### What is expected
How many lines in the records below contain the string "target"? Reply with the number alone.
--- Begin ---
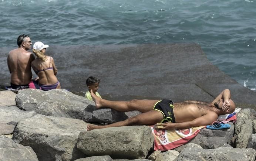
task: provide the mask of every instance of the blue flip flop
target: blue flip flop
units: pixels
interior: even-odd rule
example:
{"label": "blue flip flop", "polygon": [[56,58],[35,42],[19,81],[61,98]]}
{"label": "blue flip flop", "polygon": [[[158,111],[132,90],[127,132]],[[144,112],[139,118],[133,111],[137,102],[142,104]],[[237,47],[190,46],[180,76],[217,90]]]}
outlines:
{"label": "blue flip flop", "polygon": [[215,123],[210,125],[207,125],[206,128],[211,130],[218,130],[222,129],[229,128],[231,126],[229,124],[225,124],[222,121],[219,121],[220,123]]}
--- End ---
--- Begin ---
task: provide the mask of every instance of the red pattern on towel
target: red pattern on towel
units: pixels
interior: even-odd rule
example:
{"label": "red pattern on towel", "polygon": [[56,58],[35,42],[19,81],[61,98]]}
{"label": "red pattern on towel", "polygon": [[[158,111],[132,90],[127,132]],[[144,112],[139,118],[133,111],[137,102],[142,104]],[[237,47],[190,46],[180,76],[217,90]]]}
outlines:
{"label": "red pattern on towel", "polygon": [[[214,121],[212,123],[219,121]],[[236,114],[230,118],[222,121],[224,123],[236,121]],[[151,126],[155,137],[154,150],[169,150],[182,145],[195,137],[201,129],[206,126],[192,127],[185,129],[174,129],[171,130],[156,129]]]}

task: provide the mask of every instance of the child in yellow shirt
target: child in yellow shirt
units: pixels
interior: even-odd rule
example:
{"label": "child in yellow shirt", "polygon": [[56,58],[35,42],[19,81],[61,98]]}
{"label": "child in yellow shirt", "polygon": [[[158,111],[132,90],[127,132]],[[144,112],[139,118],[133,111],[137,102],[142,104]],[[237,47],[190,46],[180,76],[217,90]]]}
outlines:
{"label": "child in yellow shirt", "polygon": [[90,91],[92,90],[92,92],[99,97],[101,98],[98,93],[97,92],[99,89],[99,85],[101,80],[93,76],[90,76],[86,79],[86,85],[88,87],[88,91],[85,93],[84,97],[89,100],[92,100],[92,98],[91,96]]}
--- End ---
--- Begin ---
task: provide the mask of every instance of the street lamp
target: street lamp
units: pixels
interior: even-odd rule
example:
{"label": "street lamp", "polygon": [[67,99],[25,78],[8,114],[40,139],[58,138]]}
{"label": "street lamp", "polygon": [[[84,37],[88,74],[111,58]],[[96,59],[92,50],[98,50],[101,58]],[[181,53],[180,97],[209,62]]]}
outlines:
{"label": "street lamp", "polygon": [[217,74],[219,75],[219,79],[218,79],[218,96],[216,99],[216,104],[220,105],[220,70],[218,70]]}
--- End ---
### Finished task
4